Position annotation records
[start]

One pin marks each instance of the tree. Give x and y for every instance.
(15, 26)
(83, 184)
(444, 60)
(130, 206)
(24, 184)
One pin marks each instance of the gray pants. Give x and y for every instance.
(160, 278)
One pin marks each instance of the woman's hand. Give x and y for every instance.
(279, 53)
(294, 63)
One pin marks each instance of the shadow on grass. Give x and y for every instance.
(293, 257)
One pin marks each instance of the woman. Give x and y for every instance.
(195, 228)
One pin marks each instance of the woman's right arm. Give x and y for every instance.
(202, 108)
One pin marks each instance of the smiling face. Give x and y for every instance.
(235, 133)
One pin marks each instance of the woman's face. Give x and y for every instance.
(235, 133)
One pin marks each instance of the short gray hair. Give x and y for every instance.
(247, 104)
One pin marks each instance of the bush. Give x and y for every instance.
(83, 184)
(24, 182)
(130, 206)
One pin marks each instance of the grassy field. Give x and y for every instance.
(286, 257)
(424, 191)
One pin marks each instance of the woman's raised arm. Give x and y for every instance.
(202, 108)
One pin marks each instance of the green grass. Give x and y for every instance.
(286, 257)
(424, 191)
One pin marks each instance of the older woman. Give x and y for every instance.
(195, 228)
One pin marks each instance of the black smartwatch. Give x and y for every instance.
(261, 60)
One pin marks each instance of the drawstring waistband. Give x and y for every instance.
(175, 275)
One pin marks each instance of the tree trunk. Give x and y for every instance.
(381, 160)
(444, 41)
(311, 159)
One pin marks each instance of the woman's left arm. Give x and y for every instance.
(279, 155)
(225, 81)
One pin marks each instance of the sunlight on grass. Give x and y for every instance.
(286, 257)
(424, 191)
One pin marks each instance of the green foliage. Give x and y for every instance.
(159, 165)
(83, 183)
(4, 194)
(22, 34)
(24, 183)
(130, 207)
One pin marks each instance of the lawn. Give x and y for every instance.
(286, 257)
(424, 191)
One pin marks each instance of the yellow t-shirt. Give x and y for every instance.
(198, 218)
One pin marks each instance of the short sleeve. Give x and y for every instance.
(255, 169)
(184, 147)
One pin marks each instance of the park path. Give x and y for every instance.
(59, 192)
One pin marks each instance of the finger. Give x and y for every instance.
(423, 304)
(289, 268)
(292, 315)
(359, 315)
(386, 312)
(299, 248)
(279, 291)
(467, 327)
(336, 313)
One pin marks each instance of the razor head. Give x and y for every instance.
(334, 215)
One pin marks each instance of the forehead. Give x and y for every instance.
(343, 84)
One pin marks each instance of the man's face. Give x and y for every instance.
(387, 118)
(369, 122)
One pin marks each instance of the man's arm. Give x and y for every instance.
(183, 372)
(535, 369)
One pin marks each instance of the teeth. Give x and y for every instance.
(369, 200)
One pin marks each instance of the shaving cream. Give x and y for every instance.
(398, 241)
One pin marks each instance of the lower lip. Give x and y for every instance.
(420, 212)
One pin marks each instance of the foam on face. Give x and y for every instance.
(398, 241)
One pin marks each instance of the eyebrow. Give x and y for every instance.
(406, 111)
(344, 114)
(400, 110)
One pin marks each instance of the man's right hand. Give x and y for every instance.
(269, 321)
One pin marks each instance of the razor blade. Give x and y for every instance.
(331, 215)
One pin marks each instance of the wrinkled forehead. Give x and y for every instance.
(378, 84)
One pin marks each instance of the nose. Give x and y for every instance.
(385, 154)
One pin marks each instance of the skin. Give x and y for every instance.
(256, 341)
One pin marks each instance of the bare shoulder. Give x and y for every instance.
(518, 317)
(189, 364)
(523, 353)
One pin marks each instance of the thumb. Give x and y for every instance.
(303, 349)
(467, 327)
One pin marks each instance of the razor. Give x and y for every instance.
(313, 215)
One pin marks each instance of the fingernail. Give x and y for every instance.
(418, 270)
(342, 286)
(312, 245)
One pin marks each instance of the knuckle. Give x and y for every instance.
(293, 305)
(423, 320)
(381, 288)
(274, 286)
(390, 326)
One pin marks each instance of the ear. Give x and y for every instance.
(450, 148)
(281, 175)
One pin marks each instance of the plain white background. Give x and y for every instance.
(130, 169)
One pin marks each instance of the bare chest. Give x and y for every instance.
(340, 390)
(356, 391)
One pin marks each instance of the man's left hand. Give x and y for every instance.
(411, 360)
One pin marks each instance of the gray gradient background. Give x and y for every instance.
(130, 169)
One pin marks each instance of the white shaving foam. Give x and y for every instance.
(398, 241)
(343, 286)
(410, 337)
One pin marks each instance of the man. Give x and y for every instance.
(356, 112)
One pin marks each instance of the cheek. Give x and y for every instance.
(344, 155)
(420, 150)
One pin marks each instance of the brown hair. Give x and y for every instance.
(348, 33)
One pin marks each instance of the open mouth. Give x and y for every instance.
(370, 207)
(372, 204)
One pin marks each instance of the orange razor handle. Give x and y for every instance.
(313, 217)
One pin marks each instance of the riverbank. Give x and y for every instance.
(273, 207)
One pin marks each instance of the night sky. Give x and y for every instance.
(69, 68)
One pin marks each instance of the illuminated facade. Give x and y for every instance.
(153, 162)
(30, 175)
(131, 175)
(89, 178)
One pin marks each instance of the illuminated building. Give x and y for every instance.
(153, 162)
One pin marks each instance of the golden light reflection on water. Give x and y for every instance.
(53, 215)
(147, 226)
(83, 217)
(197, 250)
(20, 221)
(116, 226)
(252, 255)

[end]
[start]

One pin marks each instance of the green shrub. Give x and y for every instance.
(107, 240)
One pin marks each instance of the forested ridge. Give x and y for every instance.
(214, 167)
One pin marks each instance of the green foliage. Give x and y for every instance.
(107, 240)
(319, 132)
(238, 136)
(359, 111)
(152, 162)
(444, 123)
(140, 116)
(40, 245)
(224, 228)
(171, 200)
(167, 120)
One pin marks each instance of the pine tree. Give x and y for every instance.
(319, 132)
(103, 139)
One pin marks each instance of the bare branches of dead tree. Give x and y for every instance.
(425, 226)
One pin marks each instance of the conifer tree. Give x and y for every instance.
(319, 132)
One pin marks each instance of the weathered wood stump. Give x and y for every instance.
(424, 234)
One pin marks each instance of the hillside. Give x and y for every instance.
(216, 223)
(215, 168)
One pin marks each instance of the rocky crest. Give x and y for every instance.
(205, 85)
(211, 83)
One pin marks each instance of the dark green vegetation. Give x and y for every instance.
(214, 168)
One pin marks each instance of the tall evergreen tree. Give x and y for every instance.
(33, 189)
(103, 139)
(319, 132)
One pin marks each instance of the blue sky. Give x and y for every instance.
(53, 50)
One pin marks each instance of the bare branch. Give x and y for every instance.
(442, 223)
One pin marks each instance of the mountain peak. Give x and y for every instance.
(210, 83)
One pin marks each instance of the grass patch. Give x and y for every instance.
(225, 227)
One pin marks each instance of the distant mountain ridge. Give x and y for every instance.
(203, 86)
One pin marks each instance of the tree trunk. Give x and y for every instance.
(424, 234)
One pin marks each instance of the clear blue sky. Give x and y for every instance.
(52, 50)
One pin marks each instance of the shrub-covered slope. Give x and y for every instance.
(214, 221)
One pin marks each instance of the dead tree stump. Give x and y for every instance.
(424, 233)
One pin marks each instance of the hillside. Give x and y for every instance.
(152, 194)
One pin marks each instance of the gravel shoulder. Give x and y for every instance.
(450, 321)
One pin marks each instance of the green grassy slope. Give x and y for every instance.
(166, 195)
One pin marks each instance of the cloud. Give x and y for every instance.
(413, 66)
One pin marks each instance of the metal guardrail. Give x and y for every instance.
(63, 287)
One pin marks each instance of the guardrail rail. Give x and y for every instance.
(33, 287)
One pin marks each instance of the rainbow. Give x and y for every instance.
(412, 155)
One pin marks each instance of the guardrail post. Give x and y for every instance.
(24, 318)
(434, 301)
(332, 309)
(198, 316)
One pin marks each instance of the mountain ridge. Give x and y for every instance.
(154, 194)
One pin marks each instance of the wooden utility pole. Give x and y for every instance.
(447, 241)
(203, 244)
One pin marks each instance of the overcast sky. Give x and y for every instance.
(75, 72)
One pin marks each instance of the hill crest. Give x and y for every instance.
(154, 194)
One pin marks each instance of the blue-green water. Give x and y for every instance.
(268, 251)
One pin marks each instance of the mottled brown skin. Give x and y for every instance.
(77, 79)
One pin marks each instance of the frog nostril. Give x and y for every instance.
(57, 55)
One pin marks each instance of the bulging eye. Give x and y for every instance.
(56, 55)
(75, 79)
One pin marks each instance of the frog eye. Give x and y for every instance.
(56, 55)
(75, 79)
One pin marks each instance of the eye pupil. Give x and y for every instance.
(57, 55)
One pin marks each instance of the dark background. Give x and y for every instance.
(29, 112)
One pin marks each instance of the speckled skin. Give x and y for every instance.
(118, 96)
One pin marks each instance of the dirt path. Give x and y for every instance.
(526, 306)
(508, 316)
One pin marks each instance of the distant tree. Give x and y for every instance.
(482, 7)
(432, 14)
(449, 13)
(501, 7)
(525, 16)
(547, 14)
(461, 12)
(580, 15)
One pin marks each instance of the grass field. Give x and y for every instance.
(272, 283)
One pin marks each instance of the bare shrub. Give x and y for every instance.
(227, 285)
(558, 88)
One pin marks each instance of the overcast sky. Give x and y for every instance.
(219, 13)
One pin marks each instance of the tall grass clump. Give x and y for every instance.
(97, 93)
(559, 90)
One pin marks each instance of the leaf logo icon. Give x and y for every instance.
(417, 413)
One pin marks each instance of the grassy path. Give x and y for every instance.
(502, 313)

[end]

Brief
Count the lines in the entries that contain the word "blue" and give only that number.

Task result
3